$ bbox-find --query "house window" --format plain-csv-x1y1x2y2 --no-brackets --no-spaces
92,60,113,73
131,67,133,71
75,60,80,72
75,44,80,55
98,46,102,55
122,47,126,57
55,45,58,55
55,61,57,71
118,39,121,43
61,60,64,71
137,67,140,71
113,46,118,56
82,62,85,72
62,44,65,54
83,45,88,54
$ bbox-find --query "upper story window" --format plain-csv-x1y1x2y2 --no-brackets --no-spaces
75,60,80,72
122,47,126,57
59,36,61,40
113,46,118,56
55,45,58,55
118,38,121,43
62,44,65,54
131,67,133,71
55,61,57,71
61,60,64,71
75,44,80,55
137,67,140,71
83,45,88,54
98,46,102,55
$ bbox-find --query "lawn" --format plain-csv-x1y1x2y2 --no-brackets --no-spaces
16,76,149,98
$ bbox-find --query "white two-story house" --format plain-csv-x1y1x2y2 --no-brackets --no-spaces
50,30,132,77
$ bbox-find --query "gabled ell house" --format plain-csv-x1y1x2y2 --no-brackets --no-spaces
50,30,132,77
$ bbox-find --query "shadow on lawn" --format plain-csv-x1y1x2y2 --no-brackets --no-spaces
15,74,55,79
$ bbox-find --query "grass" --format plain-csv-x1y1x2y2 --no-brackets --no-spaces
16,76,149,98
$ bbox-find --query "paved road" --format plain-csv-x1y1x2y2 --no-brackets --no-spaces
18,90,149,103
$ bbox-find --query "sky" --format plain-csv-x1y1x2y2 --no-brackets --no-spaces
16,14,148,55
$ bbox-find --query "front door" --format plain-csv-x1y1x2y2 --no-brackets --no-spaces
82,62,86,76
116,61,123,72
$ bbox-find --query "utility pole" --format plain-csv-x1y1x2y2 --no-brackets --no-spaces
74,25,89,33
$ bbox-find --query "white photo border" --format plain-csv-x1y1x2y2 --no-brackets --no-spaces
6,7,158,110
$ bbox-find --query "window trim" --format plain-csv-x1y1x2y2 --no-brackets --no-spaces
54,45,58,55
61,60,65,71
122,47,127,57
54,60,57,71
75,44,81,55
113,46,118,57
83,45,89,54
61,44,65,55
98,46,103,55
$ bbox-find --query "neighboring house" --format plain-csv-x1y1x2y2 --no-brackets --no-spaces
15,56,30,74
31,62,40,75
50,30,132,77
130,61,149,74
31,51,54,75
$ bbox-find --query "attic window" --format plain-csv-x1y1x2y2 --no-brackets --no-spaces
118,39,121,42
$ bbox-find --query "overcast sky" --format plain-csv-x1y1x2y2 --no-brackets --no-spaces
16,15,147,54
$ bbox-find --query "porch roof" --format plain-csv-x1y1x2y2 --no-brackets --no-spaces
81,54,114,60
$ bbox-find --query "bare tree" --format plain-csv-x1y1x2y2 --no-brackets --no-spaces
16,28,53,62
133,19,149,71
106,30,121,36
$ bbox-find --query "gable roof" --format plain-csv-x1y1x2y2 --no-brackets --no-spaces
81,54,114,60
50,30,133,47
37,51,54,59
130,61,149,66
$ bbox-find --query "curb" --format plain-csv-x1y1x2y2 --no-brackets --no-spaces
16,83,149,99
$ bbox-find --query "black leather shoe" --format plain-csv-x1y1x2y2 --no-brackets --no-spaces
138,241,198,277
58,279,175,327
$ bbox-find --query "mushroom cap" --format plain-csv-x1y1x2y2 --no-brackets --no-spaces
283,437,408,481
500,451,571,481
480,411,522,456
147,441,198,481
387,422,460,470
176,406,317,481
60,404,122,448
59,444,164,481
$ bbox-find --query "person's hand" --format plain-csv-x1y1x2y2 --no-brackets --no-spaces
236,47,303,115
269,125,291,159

^^^^^^^^^^^^^^^^

**Goal:** Can you give every line above again, exactly as written?

**Solution to the exercise:**
$ bbox-find --query "house window" --format plain-csv-x1y1x2y2 --no-brackets --no-spaces
92,60,113,73
131,67,133,71
75,60,80,72
75,44,80,55
98,46,102,55
122,47,126,57
55,45,58,55
55,61,57,71
118,39,121,43
61,60,64,71
137,67,140,71
113,46,118,56
82,62,85,72
62,44,65,54
83,45,88,54
$ bbox-find --query "upper story window" --format plain-csv-x1y1x2y2 --no-brackets --no-spaces
75,60,80,72
122,47,126,57
59,36,61,40
113,46,118,56
55,45,58,55
118,38,121,43
62,44,65,54
131,67,133,71
55,61,57,71
61,60,64,71
75,44,80,55
137,67,140,71
83,45,88,54
98,46,102,55
$ bbox-find --query "lawn" --format plain-csv-x1y1x2y2 --no-brackets --no-spaces
16,76,149,98
$ bbox-find --query "white two-story house" --format plain-csv-x1y1x2y2 --no-brackets --no-spaces
50,30,132,77
$ bbox-find --query "gabled ell house" --format plain-csv-x1y1x2y2 --no-brackets --no-spaces
50,30,132,77
$ bbox-find --query "shadow on lawn" --format plain-csv-x1y1x2y2 --no-brackets --no-spaces
15,74,55,79
$ bbox-find --query "grass" --format plain-csv-x1y1x2y2 --no-brackets --no-spaces
16,76,149,98
$ bbox-find --query "paved road" --format plain-csv-x1y1x2y2 --no-brackets --no-spaces
18,90,149,103
$ bbox-find --query "sky" --format plain-csv-x1y1x2y2 --no-brackets --no-spaces
16,14,148,55
$ bbox-find --query "front door" --format plain-csv-x1y1x2y2 --no-brackets --no-spaces
82,62,86,76
116,61,123,72
$ bbox-find --query "utility pole" --format plain-csv-x1y1x2y2 --no-brackets --no-spaces
74,25,89,33
$ bbox-find --query "white photo border" --format plain-csv-x1y1x2y2 --no-brackets --no-spaces
6,7,158,110
$ bbox-find --query "window trim" --format plain-csv-x1y1x2y2 --no-brackets --no-spaces
54,45,58,55
61,60,65,71
122,47,127,57
54,60,57,71
75,44,81,55
113,46,118,57
83,45,89,54
61,44,65,55
98,46,103,55
$ bbox-find --query "neighboring house" --format plain-csv-x1y1x2y2 --no-brackets --no-spaces
15,56,30,74
31,62,40,75
50,30,132,77
130,61,149,74
31,51,54,75
$ bbox-find --query "attic window" --format plain-csv-x1y1x2y2 --no-brackets --no-spaces
118,39,121,42
$ bbox-find --query "overcast sky" --format plain-csv-x1y1x2y2 --no-brackets --no-spaces
16,15,147,54
$ bbox-find --query "porch roof" --format plain-csv-x1y1x2y2 --no-brackets --no-spaces
81,54,114,60
$ bbox-find --query "bare tree" --format plain-csv-x1y1x2y2 --no-brackets --no-spaces
16,28,53,62
133,19,149,71
106,30,121,36
$ bbox-find --query "gable roof" --format plain-csv-x1y1x2y2 --no-brackets --no-spaces
81,54,114,60
50,30,133,47
37,51,54,59
130,61,149,66
$ bbox-find --query "curb" --format plain-csv-x1y1x2y2 --no-brackets --no-spaces
16,83,149,99
$ bbox-find --query "black leather shoe" --format plain-csv-x1y1x2y2 --no-brackets --no-spaces
138,241,198,277
58,279,175,327
$ bbox-find --query "mushroom cap" --format plain-csv-x1y1x2y2 --no-brackets --no-spaces
283,437,408,481
500,451,571,481
480,411,522,456
147,441,198,481
387,422,460,470
176,406,317,481
60,404,122,448
59,444,164,481
$ bbox-find --query "person's hand" --format plain-csv-x1y1x2y2 --no-brackets --no-spaces
236,47,303,115
269,125,291,159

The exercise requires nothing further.